Problem details
Pictures are to be left out, and the rest of the records reproduced exactly.

The data

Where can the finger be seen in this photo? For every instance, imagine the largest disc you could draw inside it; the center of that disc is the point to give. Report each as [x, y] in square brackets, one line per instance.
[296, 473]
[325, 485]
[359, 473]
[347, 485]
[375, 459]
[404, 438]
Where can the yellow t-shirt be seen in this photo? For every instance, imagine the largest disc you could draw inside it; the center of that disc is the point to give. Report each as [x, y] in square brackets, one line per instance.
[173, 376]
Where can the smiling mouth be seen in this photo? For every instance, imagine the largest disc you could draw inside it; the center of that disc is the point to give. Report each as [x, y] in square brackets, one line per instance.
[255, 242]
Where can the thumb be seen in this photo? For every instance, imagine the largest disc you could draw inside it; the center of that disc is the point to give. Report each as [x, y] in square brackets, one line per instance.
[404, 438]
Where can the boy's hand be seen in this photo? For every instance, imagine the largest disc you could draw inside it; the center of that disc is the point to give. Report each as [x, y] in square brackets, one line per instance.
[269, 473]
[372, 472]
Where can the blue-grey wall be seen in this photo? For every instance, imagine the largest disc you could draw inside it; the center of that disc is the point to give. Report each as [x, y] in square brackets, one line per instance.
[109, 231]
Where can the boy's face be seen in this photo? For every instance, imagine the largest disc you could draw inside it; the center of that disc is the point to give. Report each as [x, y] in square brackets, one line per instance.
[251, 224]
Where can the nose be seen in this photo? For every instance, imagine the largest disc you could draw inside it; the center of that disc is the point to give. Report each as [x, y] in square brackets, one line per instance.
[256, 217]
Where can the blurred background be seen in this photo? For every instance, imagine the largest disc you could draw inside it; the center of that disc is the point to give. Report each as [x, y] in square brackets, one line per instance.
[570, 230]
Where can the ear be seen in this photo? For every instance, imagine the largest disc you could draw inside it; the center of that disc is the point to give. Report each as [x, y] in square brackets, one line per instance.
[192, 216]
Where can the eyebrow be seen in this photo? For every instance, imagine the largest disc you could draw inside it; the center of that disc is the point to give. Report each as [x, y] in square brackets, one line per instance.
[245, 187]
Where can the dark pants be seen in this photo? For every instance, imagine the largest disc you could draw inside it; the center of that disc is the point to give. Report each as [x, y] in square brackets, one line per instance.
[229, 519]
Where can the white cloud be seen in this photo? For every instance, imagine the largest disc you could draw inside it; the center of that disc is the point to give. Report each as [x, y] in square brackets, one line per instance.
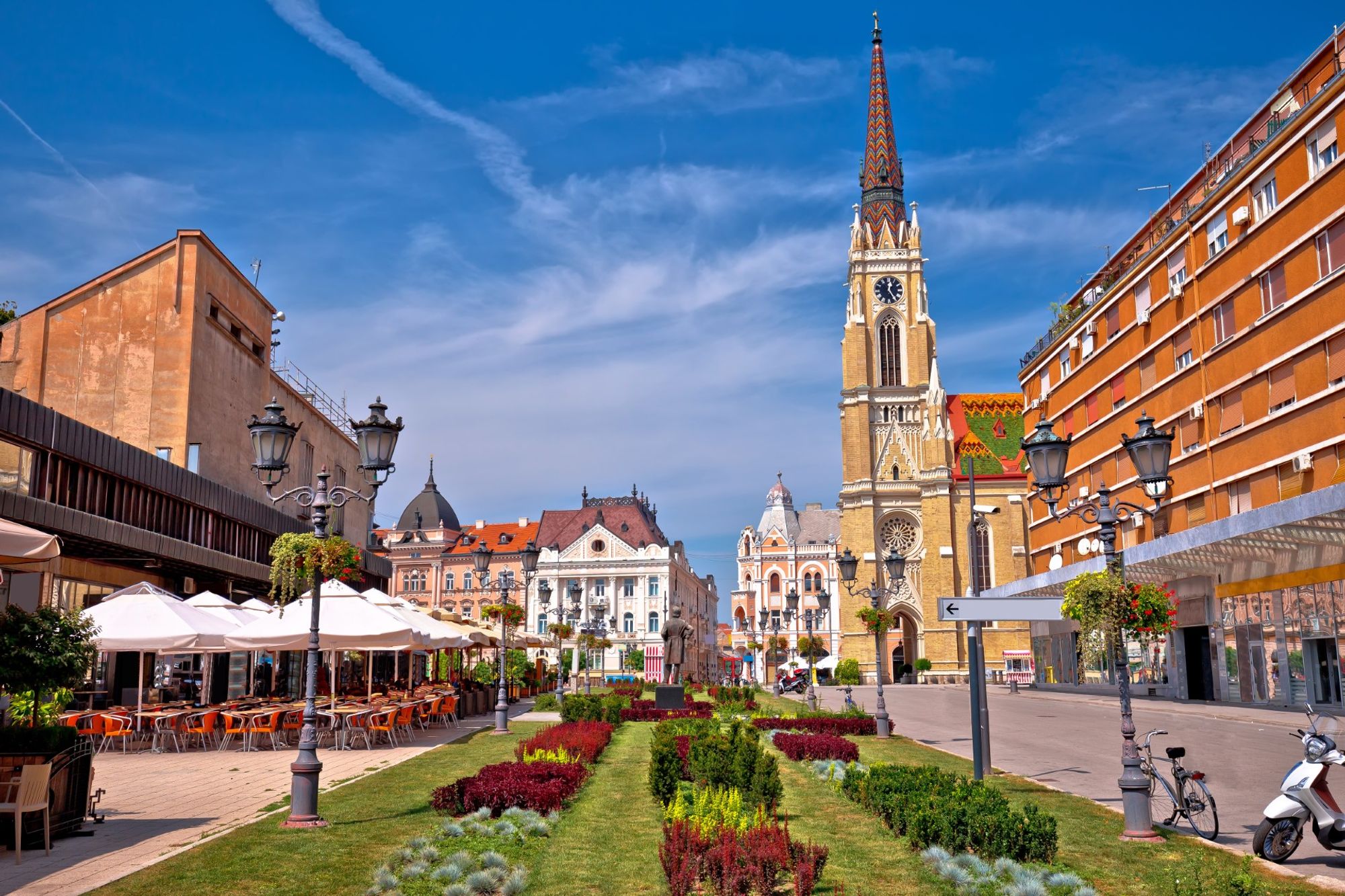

Task response
Where can the finger be seen in this photo? For every instance, imagine the largest disc you could draw inside it; the center of that disc is the point to give. Report each as [x, y] in square brackets, one line per instance.
[296, 473]
[325, 485]
[359, 473]
[347, 485]
[375, 459]
[404, 438]
Where can the yellow t-shirt be seen in this photo? For every instance, imagine the largest disc you could draw inside it; the center of that disc is the point to give. Report each as [x, y] in square brackets, one line per instance.
[173, 376]
Where can the smiling mouth be seen in this photo? For every instance, imagine the largest disc you could draw inside it; the center of that disc is the point to give. Report each as [x, y] in square brackets, one line per instance.
[255, 242]
Where can the thumb be seen in this photo? For every instance, imagine the largest disc you could draw inside it; the center of that disc is the point to give. Report each as [x, y] in square brackets, one line per instance.
[404, 438]
Where can the boy's hand be seen in this photo? For every instance, imagine the largest disc you could draw inside it; the center of that disc is the point to give. Report each as [x, y] in square brackets, one line per instance.
[269, 473]
[372, 472]
Where can the blue-grey wall be seen in this photo? For every instance, imagine the largest disc you could draw inside it; the center of that disc is the point to give. Report each as [x, y] in square brackets, one line per instance.
[109, 231]
Where can the boy's face be seen in this photo? For every instance, imagine the largest disc you could draw inside it; the center of that disc is the point to give. Report each as [x, y] in square brackets, one line per instance.
[251, 224]
Where can the nose be seen in this photo? For every instance, imagine the largest disc you could draw inside it; the center of that disc is the point to give. Report each as [x, y] in square brackets, one line per instance.
[256, 217]
Where can the blurred background be seen in this photo? For every instance, imagine the largest disc you could draw inside it; the center of that disc is the point to give. Report each as [x, y] in square brackets, one line per instance.
[570, 230]
Where can the ear be seen in this photo? For every instance, imagine the largest disc you could draw inside it; the center of that disc is the point to give. Report each as [x, y] in square brackets, one line per instance.
[192, 216]
Where can the eyebrow be seen in this photo? For every instance, imagine the largest disc you could draw inside it; the center of that disc is the point to give. Report each as [x, y] in square brackets, one line per instance.
[245, 187]
Where can the dark pants be seen in this photo? For every instance, imagine the largest disc you could draw inside it; the center of that disc is the point to give. Report each as [x, y] in square brackets, one line per instance.
[229, 519]
Where can the white cloud be seen in this photo? For every instance, imagine the largest disc you could draw inside it; the center of that disc is the point to give. Report each as [x, y] in square brackets, one line per instance.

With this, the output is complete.